La Signora” by Bruce McAllister is about the teenage son of a naval officer living oversees in an ancient fishing village who attends the local school at the insistence of his mother, a teacher with a love for cultures. There he learns of the Signora, the Lady of the Sea. On the night of La Signora, he heads out with his friends and their fathers, the village’s fishermen. There he encounters Signora. She leaves him inflicted and weak, unable to dwell on other women, but the boy finds happiness and peace in another Signora, the Blessed Mother, and strength to resist worldly temptation through faith in the word of God and the love of His Son. McAllister stuffs a ton of plot and character into a short story, but his true talent lies in the deft way he spins plot strings between characters and settings. At first read, they appear as mere details intended to add depth, but when we pull away in the end, we see the web McAllister wove and how each detail holds it all together.

Alan Gratz’s “Hero of the Five Points,” is a steampunk novelette set in 1853 in the world of the League of Seven. Dalton Dent, on his first solo mission for the Septemberist Society, must track down and kill the giant crime boss, Mose, whose size and meanness are legendary in the Five Points. Mose is more than just the biggest thug in a land of perpetual gang war. He’s a Manglespawn, a halfbreed offspring of a Mangleborn titan and a human. Dalton’s mission seems black and white, but before it’s done, Mose will blur the lines of right and wrong until Dalton can’t see which side he stands on. From rayguns to copper-clad Coppers, Tik Tok valets and Lektricity, this adventure is full of fantastic imagination and great story telling.

Seven Commentaries on an Imperfect Land” by Ruthanna Emrys contains seven flash fictions about the lives of six characters and their interactions with the land of Tikanu, which comes alive with magical creatures from the Jewish culture. Tikanu is a magical land of laws and patterns, a nation without borders that grows wherever the wild mint of its people grows. It serves as a beautiful metaphor for the Jewish people and contains enough servings of symbolism and hidden meaning to provide for a number of rereads.

RECORDED INFORMATION:
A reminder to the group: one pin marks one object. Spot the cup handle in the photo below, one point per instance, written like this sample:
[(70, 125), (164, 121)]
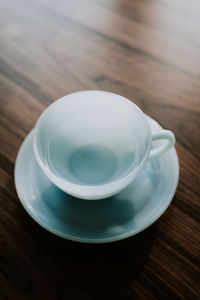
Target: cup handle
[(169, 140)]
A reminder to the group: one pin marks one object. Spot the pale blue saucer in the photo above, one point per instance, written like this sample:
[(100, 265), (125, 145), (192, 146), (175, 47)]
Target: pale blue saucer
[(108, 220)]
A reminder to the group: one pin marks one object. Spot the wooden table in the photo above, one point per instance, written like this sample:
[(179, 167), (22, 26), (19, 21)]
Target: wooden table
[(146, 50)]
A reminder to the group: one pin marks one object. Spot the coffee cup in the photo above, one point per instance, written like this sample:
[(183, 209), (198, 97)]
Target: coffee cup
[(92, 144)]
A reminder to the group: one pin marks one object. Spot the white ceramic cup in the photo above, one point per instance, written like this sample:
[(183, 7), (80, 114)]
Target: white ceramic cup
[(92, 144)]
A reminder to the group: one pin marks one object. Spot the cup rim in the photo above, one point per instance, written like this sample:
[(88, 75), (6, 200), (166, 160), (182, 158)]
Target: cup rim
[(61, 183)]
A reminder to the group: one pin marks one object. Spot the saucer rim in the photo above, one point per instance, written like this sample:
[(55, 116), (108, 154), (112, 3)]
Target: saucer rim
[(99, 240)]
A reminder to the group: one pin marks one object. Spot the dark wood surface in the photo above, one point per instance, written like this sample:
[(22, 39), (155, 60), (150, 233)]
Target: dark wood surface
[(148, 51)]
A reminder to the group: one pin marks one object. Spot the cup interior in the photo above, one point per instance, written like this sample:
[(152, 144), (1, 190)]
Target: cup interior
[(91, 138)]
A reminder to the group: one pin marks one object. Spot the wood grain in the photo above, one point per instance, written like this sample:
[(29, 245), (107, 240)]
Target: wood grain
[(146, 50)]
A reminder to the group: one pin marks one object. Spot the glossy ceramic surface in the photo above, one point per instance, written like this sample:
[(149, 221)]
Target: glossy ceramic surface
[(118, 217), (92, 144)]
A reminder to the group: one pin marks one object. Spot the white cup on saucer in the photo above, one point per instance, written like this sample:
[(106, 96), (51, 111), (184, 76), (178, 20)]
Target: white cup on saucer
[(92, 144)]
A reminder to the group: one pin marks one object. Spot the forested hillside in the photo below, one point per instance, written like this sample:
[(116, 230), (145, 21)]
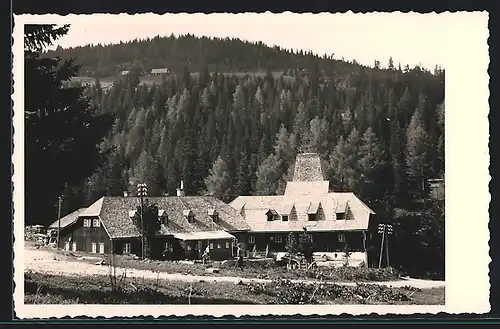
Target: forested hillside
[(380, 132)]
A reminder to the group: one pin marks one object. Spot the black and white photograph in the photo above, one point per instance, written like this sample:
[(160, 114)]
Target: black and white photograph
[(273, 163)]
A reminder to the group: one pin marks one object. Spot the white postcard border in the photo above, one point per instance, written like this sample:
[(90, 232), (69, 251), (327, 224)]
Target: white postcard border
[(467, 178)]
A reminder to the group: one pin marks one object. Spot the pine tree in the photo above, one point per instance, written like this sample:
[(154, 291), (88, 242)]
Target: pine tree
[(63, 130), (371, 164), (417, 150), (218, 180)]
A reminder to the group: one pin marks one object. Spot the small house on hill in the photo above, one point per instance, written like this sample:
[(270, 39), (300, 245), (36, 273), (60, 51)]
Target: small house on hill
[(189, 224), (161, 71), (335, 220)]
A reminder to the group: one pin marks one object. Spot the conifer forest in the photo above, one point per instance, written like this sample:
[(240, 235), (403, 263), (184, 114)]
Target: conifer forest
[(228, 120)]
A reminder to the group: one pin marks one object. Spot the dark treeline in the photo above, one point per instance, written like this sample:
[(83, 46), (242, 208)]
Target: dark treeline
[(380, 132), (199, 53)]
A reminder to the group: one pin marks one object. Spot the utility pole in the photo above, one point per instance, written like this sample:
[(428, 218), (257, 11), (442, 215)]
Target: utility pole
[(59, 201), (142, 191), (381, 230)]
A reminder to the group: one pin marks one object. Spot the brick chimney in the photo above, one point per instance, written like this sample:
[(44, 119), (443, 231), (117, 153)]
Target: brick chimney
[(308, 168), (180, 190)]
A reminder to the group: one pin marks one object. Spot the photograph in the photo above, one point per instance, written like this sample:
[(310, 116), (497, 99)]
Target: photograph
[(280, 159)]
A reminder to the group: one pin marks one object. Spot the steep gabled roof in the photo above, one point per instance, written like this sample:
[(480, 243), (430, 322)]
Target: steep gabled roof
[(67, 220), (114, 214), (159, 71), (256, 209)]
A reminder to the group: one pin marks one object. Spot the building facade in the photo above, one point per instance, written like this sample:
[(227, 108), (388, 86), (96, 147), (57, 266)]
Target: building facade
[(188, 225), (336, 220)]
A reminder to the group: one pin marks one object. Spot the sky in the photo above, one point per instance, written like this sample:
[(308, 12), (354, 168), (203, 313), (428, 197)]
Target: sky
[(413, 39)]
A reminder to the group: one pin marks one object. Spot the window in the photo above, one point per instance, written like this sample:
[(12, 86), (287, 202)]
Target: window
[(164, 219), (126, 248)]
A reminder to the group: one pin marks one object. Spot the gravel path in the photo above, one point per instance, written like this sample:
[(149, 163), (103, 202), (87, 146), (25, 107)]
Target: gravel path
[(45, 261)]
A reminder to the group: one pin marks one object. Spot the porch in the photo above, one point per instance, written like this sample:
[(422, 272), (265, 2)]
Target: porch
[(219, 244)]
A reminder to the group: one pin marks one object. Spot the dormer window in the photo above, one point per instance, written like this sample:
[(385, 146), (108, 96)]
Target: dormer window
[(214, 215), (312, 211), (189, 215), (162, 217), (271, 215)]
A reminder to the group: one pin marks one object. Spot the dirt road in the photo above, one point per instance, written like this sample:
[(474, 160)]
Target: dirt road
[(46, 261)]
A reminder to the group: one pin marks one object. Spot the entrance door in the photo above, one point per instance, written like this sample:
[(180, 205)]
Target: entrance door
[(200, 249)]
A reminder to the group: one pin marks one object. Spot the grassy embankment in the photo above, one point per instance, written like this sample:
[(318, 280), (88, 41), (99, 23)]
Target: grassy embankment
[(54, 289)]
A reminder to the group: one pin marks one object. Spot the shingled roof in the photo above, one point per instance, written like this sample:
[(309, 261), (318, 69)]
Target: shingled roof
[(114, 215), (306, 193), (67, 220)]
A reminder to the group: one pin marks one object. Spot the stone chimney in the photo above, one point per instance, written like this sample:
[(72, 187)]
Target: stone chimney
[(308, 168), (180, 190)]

WRITTEN TASK:
Continue the short-fiction reviews from their last sentence, writing what comes next.

REPLY TO THE EXERCISE:
Skyler White’s “Strongest Conjuration” is an Incrementalists novelette that picks up after the events of the novel. The Incrementalists are members of a secret society that transfer their memories and personalities to another body as they work to make the world better a little at a time. Sometimes, the memories transfer but the personality is lost. This is the case for Ren, and her Garden of memories is broken, lost with the personality that came before hers. Her desire to find it, to regain her former personality, causes her to break from Incremental tradition and push her abilities through leaps and bounds. She gets lost in the past, lost in the memories, and risks losing her mental stability, all because she feels guilty that she’s not the person her lover, Phil, has known for so many centuries. White explores many simple questions like what, who, and when but the answers are complex, deep, and thought provoking.

A Cup of Salt Tears” by Isabel Yap is a Japanese dark fantasy bordering on horror about Makino, a woman stricken with grief for her dying husband, Tetsuya. She is visited by a kappa, a creature of water and flesh, while she is in the bath. They have a history. The kappa saved Makino from drowning when she was a girl. They share a bond. The kappa wants her love. She wants to save Tetsuya. To save him, she must sacrifice her love for him. Yap explores the lengths we will go to hold on to what we love: the love we admit openly and the love we keep from everyone, at times even ourselves.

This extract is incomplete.